**DATA**
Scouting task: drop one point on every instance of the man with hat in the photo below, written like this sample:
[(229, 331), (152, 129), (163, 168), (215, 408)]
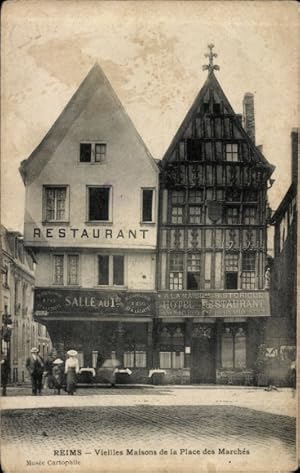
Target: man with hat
[(35, 367)]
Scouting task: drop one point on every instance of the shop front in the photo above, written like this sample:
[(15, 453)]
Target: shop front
[(100, 325), (213, 336)]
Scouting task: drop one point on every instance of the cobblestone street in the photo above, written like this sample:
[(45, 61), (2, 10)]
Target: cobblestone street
[(248, 422)]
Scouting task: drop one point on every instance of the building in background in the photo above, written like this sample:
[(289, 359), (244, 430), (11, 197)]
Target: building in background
[(280, 330), (213, 297), (19, 331), (91, 221)]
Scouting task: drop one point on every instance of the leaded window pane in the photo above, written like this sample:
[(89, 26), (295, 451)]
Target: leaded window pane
[(177, 214), (73, 267), (58, 269), (195, 214)]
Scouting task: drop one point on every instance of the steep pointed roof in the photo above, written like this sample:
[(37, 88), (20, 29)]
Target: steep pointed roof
[(31, 167), (212, 83)]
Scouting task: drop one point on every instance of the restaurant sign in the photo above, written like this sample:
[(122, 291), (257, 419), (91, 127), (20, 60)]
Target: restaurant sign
[(213, 304), (49, 302)]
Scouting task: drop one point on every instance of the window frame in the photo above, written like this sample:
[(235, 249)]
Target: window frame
[(47, 187), (111, 270), (93, 144), (231, 153), (233, 332), (110, 204), (65, 269), (153, 209)]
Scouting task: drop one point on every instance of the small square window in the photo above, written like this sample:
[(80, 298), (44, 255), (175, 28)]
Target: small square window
[(92, 152), (98, 203), (55, 203), (232, 152), (194, 150), (111, 270), (195, 214), (177, 214), (233, 215), (217, 108), (147, 205)]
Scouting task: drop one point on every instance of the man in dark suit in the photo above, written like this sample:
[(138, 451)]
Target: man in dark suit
[(35, 367)]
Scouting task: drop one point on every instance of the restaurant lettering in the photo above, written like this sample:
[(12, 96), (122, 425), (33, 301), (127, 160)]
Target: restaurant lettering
[(72, 302), (213, 304), (90, 233), (90, 302)]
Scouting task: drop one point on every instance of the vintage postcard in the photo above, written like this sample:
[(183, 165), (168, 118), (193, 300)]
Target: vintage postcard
[(149, 236)]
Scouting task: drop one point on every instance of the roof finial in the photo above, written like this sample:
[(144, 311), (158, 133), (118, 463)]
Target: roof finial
[(211, 66)]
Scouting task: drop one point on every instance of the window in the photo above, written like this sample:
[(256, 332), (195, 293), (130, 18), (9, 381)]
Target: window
[(111, 270), (176, 271), (193, 271), (232, 215), (233, 348), (194, 150), (148, 205), (174, 359), (171, 353), (248, 270), (196, 197), (231, 152), (72, 269), (231, 270), (5, 276), (135, 359), (55, 204), (92, 152), (58, 269), (176, 214), (99, 203), (195, 214), (249, 215), (250, 196), (66, 269), (217, 108)]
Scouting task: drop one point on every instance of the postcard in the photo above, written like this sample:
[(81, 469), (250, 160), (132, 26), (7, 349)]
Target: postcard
[(149, 236)]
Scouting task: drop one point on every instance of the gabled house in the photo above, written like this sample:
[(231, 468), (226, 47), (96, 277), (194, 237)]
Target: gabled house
[(91, 219), (213, 294)]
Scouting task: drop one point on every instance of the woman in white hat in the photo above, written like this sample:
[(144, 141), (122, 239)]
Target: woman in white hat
[(58, 375), (71, 370)]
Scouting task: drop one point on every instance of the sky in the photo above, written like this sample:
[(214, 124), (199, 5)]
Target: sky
[(152, 53)]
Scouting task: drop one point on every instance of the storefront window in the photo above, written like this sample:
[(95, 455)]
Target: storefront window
[(110, 270), (176, 271), (234, 348), (135, 359), (171, 347)]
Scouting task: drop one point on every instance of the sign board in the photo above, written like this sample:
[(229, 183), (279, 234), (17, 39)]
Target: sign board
[(72, 302), (213, 304)]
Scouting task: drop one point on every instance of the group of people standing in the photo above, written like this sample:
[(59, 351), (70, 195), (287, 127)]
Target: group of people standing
[(58, 374)]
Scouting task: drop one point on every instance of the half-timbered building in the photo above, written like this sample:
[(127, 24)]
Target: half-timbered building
[(213, 294)]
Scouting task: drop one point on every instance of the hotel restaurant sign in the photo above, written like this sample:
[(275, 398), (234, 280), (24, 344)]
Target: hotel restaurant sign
[(48, 302), (213, 304)]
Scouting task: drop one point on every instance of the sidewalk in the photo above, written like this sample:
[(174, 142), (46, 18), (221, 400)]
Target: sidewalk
[(281, 402)]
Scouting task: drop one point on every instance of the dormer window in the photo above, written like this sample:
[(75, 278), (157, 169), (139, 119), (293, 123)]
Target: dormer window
[(55, 203), (94, 152)]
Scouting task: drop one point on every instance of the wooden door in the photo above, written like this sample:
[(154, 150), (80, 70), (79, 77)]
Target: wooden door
[(203, 369)]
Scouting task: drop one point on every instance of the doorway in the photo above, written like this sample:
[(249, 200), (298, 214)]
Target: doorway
[(203, 363)]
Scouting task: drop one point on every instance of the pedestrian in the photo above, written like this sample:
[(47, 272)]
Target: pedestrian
[(35, 367), (71, 370), (57, 375), (4, 374), (48, 379)]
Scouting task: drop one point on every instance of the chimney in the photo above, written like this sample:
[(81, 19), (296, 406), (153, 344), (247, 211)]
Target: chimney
[(294, 146), (248, 112)]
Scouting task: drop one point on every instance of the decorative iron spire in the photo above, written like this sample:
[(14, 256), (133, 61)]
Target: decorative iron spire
[(211, 66)]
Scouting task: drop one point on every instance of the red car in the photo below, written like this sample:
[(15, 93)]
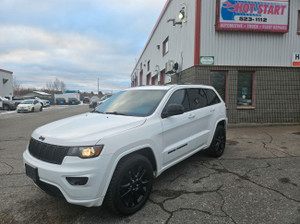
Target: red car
[(86, 100)]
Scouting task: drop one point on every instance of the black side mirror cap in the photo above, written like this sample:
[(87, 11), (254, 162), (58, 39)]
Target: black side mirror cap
[(172, 110)]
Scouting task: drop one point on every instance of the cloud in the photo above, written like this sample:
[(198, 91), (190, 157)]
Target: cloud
[(76, 41)]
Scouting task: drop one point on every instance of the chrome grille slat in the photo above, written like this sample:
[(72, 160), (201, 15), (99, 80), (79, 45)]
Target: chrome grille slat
[(46, 152)]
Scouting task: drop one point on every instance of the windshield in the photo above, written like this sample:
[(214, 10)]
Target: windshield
[(27, 102), (140, 103)]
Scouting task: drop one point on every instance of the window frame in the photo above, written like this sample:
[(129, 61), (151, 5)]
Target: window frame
[(226, 83), (162, 77), (141, 77), (298, 23), (252, 106), (148, 66), (148, 77), (164, 49)]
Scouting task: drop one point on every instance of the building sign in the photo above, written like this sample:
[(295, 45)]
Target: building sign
[(207, 60), (296, 60), (253, 15)]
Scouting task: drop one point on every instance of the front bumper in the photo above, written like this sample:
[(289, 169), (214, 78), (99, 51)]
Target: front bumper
[(23, 110), (52, 177)]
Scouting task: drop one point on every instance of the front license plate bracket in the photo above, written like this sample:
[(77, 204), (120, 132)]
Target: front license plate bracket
[(32, 173)]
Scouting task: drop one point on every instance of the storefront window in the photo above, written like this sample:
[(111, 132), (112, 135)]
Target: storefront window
[(245, 89), (166, 46), (218, 80), (298, 28)]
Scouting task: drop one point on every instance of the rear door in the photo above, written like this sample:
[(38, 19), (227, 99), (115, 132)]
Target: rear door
[(176, 129)]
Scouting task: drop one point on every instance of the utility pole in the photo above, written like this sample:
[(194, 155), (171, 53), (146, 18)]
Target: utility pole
[(98, 87)]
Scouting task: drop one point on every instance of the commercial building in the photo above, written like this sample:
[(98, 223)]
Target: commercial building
[(6, 84), (249, 50)]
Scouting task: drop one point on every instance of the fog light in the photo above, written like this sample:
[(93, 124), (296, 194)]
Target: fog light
[(77, 180)]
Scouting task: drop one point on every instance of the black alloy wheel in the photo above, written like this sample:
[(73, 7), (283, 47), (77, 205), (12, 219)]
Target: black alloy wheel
[(130, 186), (218, 143)]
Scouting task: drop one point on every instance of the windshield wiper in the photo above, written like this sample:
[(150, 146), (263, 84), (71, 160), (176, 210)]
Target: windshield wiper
[(99, 112), (116, 113)]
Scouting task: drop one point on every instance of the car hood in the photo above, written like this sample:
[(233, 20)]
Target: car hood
[(24, 105), (85, 129)]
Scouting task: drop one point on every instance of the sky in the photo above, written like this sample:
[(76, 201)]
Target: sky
[(76, 41)]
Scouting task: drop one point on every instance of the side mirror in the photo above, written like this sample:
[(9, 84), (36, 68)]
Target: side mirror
[(172, 110)]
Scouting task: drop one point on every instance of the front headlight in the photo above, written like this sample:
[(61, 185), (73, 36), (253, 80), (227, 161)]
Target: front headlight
[(85, 152)]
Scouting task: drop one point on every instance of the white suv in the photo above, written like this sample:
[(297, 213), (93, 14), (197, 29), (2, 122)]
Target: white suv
[(112, 154)]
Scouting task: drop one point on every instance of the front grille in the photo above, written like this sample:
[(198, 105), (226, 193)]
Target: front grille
[(46, 152)]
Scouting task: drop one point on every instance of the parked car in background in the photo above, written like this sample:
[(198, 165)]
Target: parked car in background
[(17, 99), (29, 106), (45, 103), (73, 101), (93, 101), (86, 100), (60, 101), (6, 104)]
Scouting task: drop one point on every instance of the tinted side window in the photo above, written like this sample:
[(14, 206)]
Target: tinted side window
[(212, 97), (197, 98), (179, 97)]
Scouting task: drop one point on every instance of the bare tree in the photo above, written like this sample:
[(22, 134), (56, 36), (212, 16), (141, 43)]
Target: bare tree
[(56, 85)]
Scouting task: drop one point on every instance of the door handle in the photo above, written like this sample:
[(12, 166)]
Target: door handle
[(191, 116)]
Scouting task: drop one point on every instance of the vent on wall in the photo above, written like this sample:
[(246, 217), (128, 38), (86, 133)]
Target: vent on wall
[(169, 67)]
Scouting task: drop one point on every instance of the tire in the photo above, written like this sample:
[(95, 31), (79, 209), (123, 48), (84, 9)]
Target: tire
[(130, 185), (217, 146)]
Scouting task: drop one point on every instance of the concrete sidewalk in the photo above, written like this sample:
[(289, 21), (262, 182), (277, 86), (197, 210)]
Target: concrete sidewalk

**TASK OBJECTIVE**
Using the data above, reproduce exactly the lines between those holding "[(214, 10)]" and "[(77, 204), (120, 132)]", inclusive, and no others.

**EXERCISE SOLUTION**
[(214, 10)]
Target: windshield
[(27, 102), (140, 103)]
Scouting task: drop one point on every instance of the window frame in the photo above, written like this sample:
[(129, 61), (151, 5)]
Target: window frame
[(226, 83), (162, 77), (141, 77), (298, 23), (252, 106), (148, 66), (148, 77), (164, 49)]
Scouting task: drop one point on every instance of the building sign in the photo above, written like this sample:
[(295, 45)]
Target: building sign
[(207, 60), (296, 60), (253, 15)]
Scouting task: drop one point on every instance of the front bumper in the photo above, written like this sample:
[(289, 169), (214, 78), (99, 51)]
Target: front bumper
[(23, 110), (52, 177)]
Scouting task: drop one point on every instance of the front license plate bracket in the photo above, written like this sample:
[(77, 204), (120, 132)]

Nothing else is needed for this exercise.